## Exercise
Reproduce the records precisely. Every line should be included.

□ □ □ □

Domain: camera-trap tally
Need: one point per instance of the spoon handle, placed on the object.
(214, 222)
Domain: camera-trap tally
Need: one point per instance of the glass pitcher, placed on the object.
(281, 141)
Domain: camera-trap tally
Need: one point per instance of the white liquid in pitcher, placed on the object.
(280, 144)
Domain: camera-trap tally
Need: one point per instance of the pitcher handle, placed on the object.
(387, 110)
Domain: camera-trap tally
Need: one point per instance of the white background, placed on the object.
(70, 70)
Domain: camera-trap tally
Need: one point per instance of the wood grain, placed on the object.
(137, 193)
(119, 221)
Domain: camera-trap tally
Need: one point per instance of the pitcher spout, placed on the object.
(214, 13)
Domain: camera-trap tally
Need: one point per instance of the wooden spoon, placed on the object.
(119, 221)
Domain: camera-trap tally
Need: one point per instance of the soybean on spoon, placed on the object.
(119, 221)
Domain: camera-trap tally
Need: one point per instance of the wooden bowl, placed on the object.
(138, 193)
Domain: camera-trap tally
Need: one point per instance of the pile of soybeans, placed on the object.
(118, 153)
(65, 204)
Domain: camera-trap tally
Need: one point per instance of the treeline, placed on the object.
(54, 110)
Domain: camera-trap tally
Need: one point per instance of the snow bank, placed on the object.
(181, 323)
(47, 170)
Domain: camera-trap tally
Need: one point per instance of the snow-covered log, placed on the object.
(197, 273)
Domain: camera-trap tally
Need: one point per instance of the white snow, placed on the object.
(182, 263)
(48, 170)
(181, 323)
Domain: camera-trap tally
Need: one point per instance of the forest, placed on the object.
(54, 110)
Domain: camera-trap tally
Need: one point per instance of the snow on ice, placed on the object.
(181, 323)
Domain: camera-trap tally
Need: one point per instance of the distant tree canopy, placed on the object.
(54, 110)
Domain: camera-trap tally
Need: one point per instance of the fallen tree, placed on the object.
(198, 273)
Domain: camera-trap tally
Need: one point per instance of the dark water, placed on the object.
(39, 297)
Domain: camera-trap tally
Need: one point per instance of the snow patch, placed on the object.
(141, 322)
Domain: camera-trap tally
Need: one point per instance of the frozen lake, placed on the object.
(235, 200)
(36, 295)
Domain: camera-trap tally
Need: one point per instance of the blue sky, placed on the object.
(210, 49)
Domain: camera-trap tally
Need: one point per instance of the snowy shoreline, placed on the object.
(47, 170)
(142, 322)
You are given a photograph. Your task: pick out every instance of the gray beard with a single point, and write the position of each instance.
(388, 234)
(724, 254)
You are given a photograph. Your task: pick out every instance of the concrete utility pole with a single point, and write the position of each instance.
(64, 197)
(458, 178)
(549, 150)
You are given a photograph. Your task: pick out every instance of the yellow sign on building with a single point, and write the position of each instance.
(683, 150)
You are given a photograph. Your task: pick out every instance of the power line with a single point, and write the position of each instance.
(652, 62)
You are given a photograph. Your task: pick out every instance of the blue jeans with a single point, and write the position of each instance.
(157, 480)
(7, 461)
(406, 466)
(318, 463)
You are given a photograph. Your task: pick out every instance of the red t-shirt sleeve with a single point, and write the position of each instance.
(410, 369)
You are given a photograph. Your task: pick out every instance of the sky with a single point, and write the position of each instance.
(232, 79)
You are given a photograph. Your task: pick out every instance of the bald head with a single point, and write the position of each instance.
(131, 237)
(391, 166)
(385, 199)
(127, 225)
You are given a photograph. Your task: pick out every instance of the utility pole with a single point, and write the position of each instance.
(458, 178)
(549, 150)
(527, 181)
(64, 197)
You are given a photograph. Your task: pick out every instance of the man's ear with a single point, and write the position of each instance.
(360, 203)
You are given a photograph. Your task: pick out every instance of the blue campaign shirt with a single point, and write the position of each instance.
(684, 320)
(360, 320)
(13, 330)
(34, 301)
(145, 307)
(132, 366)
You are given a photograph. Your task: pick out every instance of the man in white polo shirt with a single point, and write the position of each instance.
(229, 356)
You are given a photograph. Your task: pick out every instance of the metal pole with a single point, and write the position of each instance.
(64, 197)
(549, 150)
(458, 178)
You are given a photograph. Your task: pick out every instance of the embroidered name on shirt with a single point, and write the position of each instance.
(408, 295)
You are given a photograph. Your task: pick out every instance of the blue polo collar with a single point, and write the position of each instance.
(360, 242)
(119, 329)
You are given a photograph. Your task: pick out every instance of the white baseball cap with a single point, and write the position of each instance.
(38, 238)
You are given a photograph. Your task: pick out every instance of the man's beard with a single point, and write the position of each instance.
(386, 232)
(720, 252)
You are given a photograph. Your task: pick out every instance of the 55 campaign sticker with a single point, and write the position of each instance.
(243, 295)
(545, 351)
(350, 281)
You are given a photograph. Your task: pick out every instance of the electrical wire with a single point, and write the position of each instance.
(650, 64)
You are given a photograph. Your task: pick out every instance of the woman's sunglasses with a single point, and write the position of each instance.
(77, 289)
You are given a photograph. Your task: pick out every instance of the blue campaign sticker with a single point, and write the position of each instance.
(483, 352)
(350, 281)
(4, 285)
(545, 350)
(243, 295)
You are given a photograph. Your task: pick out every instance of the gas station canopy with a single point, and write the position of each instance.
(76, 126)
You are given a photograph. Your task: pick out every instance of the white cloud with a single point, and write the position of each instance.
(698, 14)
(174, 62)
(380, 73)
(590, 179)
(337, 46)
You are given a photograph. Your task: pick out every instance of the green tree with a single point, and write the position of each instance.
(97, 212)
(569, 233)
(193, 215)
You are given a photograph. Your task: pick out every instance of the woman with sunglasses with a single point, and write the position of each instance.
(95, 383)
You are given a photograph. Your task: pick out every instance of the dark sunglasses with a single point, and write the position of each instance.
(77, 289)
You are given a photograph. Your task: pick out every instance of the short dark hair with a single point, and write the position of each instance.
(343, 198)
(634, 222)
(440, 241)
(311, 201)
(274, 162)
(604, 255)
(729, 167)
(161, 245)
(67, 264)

□ □ □ □

## Expected output
Domain: camera-trap tally
Need: one point per instance of the spoon handle, placed on the object.
(214, 222)
Domain: camera-trap tally
Need: one point per instance of the glass pitcher, placed on the object.
(281, 141)
Domain: camera-trap tally
Need: one point per instance of the white liquid in pitcher, placed on the object.
(280, 144)
Domain: camera-trap tally
Need: one point per instance of the pitcher handle, placed on the object.
(387, 110)
Domain: camera-trap tally
Need: one point per instance of the white background, placed on the object.
(70, 70)
Domain: camera-trap tally
Need: one point per instance of the wood grain, placed on the object.
(137, 193)
(119, 221)
Domain: camera-trap tally
Need: one point per instance of the pitcher spout, placed on the object.
(214, 13)
Domain: camera-trap tally
Need: one point per instance of the wooden spoon, placed on the object.
(119, 221)
Domain: camera-trap tally
Need: one point per instance of the soybean on spoon, placed on the object.
(119, 221)
Domain: camera-trap tally
Need: one point per instance of the wooden bowl, placed on the object.
(138, 193)
Domain: camera-trap tally
Need: one point per instance of the pile of soybeans, placed on the object.
(118, 153)
(65, 204)
Domain: camera-trap tally
Need: one point per instance of the treeline, placed on the object.
(54, 110)
Domain: camera-trap tally
Need: one point per instance of the snow bank, placed on the object.
(181, 323)
(47, 170)
Domain: camera-trap tally
Need: one point per instance of the snow-covered log, placed on the object.
(197, 273)
Domain: camera-trap tally
Need: one point per instance of the white snow, placed on the object.
(182, 263)
(48, 170)
(181, 323)
Domain: camera-trap tally
Need: one point per instance of the forest, placed on the object.
(54, 110)
Domain: camera-trap tally
Need: one point per instance of the snow on ice, placed on the object.
(181, 323)
Domain: camera-trap tally
Need: one point per instance of the distant tree canopy, placed on the object.
(54, 110)
Domain: camera-trap tally
Need: one point per instance of the fallen tree, placed on the object.
(198, 273)
Domain: camera-trap tally
Need: one point per instance of the dark water, placed on the object.
(39, 297)
Domain: camera-trap tally
Need: one point per instance of the snow patch, placed on the object.
(141, 322)
Domain: camera-trap tally
Need: one point per instance of the frozen lake, placed on the object.
(235, 200)
(36, 295)
Domain: camera-trap tally
Need: one point per instance of the blue sky, placed on the object.
(210, 49)
Domain: camera-trap tally
Need: one point per instance of the snowy shoreline, placed on the object.
(47, 170)
(142, 322)
You are given a photograph. Your task: pick out every instance of the gray beard with a single point, and write the position of each instance.
(388, 234)
(724, 254)
You are given a photograph. Your task: pick out every instance of the concrete utility pole with a single point, and write the position of each instance.
(64, 197)
(458, 178)
(549, 150)
You are given a photograph. Your task: pick out every instance of the yellow sign on building with a single point, and write the position of each instance.
(683, 150)
You are given a photograph. Your task: pick out every instance of the power line with a single point, and write the position of each instance.
(652, 62)
You are given a photograph. Your task: pick out every instance of the blue jeans with a single point, and write the position of each instance.
(157, 480)
(7, 461)
(406, 466)
(318, 463)
You are given a photograph. Your task: pick out every instance of the red t-shirt sleeve with a single point, and write the position of each instance.
(410, 369)
You are given a photograph. Your task: pick out every instance of the sky with a single point, and write the position of each instance.
(232, 79)
You are given a photograph. Your task: pick out every instance of the bald head with a single point, and write the position of each instance.
(131, 237)
(391, 166)
(385, 199)
(127, 225)
You are given a photograph. Your task: pick out every instance of the utility pole with a single point, and write the position of each instance.
(458, 178)
(549, 150)
(527, 181)
(64, 197)
You are given a photograph. Your task: pick out every instance of the man's ear with a single point, and write the position of each instance.
(360, 203)
You are given a photograph. Your task: pick out every instance of the blue campaign shirt with a single point, and write the position of each instance.
(684, 320)
(360, 320)
(13, 330)
(34, 301)
(145, 307)
(132, 366)
You are given a photograph. Your task: pick out every instance of the man in white polo shirt with a single point, and write the position of each instance.
(229, 356)
You are given a photograph. Your task: pick out every instance of the metal pole with a single point, and write the position of each instance.
(64, 197)
(549, 150)
(458, 178)
You are given a photograph. Your task: pick out every instance of the embroidered name on shirt with a single point, and write the position of each instance.
(408, 295)
You are given a photograph. Your task: pick out every instance of the blue polo collar with a single point, and write the position of each instance.
(360, 242)
(119, 329)
You are given a photograph. Your task: pick out every instance of the white baseball cap with a single point, and write the position of each instance.
(38, 238)
You are given a photograph. Your task: pick out every instance of the man's beard with a single point, and write the position of each instance.
(386, 232)
(720, 252)
You are given a photograph. Your task: pick out every instance of the 55 campaign sticker with a single point, and write the position of each instance.
(243, 295)
(545, 351)
(350, 281)
You are given a photograph. Your task: pick out every instance of the electrical wire with a single point, and write the position of each instance.
(650, 64)
You are given a photograph. Your task: pick out every instance of the woman's sunglasses with a single point, and write the position of each instance.
(77, 289)
You are given a photograph. Your task: pick out every instance of the blue campaign sticker with a single point, and write the position of each instance.
(483, 352)
(350, 281)
(4, 285)
(545, 350)
(243, 295)
You are given a photograph. Your task: pick out every instance of the gas station canopy with a single point, and write the position of each instance.
(76, 126)
You are given a photograph. Your task: pick out every instance of the white cloud with a single point, and write the position of each instance.
(698, 14)
(174, 62)
(380, 73)
(590, 179)
(337, 46)
You are given a photograph. Your task: pick out every instance of the green tree with a single point, and write the position of each instance.
(97, 212)
(569, 233)
(193, 215)
You are given a photograph. Your task: pick out every instance of the woman with sunglasses with a single point, and write the position of each instance.
(95, 383)
You are given a photograph. Your task: pick out every instance of the dark sunglasses with a single point, and write the position of each instance.
(77, 289)
You are given a photograph. Your task: pick out every instance of the short dark hair with a single point, and write the position of each instance.
(343, 198)
(634, 222)
(440, 241)
(311, 201)
(274, 162)
(604, 255)
(729, 167)
(161, 245)
(67, 264)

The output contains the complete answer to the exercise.